DATASET -
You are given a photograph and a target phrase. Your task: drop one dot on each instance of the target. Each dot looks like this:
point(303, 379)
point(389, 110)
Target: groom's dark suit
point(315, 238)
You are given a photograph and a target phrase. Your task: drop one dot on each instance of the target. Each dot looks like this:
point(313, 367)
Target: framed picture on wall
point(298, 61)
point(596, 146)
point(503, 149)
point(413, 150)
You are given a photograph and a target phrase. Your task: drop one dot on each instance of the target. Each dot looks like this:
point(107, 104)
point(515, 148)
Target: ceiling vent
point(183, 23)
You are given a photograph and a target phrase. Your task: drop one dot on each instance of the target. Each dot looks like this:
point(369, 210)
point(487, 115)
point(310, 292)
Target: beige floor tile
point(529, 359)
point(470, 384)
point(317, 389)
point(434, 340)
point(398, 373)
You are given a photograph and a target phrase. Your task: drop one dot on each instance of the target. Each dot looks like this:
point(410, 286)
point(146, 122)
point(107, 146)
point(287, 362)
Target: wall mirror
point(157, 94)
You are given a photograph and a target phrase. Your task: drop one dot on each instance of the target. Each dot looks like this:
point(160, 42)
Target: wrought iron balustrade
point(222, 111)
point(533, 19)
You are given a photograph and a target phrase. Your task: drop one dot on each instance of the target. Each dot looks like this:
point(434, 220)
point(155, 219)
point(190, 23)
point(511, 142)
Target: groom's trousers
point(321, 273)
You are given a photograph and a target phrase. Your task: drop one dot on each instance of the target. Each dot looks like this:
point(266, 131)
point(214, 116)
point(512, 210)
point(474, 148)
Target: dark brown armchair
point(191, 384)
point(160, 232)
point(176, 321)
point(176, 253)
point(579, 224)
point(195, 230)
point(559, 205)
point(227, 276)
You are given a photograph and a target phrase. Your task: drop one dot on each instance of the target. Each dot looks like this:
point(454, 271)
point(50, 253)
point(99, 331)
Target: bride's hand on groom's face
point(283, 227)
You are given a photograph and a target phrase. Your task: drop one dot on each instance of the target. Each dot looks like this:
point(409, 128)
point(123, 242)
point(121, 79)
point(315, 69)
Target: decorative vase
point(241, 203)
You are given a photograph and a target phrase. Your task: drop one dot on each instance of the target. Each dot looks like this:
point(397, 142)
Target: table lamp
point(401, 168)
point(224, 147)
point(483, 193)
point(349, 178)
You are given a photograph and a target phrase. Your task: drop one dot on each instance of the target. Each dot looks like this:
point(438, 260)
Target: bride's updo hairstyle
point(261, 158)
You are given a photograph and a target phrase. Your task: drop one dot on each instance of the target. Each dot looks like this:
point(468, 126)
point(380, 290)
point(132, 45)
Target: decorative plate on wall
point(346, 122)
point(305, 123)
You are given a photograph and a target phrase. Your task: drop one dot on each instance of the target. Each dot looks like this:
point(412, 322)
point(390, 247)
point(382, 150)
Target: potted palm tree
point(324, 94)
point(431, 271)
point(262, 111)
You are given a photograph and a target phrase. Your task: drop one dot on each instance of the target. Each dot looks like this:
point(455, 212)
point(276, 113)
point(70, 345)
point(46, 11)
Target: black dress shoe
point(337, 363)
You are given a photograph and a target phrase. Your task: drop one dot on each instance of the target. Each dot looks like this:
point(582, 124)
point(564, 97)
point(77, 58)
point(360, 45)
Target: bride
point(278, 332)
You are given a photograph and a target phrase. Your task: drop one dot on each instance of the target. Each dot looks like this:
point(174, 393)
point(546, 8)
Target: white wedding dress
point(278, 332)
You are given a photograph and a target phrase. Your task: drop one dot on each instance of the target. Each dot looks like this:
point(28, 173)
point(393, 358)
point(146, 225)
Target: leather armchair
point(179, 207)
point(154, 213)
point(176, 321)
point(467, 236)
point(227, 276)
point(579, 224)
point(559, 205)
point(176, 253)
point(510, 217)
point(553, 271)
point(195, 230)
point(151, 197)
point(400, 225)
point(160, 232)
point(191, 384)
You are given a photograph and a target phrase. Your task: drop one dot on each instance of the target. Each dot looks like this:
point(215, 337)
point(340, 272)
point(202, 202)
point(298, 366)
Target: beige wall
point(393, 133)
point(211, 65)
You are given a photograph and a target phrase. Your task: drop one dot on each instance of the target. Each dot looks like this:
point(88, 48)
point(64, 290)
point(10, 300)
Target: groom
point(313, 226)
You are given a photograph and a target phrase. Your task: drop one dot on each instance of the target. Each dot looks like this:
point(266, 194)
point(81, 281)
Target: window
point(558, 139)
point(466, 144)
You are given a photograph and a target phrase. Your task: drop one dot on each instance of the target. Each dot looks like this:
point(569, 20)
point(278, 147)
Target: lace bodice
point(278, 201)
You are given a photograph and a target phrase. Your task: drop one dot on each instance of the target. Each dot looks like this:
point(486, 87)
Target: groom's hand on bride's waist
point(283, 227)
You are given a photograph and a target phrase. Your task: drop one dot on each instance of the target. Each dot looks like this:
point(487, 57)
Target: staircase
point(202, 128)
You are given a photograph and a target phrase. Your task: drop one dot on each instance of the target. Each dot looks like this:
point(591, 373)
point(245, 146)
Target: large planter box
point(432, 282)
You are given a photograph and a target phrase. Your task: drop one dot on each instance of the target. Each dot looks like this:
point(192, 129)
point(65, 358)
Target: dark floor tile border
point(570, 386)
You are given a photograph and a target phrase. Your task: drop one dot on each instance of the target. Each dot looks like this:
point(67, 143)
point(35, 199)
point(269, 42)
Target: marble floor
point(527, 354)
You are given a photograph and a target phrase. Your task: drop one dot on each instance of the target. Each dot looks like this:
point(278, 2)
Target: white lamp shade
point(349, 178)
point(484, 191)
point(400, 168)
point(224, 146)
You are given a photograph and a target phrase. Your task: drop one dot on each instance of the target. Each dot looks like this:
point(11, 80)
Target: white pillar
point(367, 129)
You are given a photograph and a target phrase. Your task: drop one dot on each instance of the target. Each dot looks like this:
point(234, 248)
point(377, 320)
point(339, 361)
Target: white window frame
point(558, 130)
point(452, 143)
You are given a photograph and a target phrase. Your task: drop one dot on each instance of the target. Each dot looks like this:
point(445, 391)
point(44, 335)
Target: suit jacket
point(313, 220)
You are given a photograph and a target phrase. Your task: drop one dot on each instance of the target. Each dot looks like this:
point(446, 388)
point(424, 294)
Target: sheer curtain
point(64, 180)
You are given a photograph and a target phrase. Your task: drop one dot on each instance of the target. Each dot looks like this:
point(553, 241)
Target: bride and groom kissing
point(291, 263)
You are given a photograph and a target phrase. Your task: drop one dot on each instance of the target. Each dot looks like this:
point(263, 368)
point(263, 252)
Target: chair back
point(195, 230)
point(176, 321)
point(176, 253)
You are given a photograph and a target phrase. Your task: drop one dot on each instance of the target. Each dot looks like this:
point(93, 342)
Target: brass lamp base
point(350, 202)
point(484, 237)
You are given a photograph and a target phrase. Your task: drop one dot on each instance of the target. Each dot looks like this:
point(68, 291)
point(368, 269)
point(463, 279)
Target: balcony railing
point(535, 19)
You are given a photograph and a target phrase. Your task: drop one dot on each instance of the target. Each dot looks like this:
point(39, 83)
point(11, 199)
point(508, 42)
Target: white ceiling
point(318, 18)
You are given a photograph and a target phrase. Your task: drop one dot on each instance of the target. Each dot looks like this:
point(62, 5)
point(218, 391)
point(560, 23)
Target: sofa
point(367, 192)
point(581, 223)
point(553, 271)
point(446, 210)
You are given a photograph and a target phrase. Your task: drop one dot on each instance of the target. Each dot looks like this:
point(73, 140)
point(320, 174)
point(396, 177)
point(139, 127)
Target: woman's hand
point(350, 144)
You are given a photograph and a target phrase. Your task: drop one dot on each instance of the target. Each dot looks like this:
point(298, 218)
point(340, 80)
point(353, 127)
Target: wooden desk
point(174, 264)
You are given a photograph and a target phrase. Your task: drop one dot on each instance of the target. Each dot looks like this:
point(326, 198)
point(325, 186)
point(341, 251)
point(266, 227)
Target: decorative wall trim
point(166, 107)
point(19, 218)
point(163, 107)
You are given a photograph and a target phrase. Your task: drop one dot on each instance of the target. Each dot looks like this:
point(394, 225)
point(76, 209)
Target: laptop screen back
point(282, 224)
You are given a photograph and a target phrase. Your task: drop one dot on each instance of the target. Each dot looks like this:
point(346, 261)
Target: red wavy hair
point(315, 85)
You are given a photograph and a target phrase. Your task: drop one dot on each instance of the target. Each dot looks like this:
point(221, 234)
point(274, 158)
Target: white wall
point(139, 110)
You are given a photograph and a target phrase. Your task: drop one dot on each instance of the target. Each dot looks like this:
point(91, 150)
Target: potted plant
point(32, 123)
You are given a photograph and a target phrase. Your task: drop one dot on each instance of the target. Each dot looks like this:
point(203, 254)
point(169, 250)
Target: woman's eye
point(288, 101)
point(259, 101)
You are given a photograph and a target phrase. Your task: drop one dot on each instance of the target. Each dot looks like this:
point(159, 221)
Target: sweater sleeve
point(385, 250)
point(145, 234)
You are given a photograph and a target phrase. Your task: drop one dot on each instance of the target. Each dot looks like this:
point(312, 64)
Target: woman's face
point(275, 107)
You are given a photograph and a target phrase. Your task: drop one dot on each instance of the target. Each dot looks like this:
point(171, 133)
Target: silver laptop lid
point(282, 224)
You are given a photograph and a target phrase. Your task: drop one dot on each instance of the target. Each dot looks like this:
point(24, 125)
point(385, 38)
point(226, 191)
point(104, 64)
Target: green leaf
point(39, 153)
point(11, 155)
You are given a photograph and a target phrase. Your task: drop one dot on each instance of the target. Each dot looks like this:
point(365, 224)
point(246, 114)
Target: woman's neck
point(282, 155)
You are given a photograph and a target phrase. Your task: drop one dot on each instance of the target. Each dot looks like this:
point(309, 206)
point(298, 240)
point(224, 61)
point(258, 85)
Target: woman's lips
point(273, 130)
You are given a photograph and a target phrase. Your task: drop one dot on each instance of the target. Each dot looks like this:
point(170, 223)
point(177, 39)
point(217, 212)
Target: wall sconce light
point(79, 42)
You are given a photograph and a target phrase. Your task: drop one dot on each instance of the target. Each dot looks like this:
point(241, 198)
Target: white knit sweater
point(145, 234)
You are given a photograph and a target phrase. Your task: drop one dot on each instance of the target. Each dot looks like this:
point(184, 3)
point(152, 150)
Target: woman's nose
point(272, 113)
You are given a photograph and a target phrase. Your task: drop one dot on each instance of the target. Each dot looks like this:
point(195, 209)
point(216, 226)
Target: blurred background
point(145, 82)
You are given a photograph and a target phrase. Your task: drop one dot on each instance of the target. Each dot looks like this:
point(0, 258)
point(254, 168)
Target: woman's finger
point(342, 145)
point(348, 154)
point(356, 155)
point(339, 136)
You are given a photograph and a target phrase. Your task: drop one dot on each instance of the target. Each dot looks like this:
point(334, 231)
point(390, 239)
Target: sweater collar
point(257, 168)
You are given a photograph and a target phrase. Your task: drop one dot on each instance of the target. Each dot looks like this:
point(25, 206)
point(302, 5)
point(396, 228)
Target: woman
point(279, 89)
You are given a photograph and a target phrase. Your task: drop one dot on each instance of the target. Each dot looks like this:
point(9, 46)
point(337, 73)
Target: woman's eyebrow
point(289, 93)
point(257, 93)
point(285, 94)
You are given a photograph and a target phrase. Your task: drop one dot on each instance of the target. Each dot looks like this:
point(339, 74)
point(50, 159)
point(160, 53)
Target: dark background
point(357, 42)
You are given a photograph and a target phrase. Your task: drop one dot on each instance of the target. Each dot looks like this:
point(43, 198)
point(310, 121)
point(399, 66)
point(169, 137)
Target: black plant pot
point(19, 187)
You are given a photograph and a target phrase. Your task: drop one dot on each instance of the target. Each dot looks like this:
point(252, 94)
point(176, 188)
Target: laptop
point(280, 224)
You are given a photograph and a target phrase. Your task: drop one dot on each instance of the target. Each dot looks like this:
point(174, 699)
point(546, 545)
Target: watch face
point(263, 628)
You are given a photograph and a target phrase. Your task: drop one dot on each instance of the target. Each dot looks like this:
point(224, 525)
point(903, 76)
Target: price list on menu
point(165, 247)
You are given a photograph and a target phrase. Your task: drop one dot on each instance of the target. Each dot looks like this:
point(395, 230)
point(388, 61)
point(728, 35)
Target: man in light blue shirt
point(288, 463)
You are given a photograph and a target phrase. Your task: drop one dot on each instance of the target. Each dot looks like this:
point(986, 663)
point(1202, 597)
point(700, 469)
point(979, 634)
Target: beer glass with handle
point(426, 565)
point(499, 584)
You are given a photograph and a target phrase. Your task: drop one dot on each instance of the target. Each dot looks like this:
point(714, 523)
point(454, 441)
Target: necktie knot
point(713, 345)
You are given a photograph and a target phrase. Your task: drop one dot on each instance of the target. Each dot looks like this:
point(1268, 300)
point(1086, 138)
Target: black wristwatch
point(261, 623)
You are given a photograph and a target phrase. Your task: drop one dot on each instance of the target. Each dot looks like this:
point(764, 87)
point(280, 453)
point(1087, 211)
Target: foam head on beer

WORK INSTRUCTIONS -
Extract every line of the material above that contains the word "window", matching case exactly.

TASK RESULT -
Target: window
Target: white window frame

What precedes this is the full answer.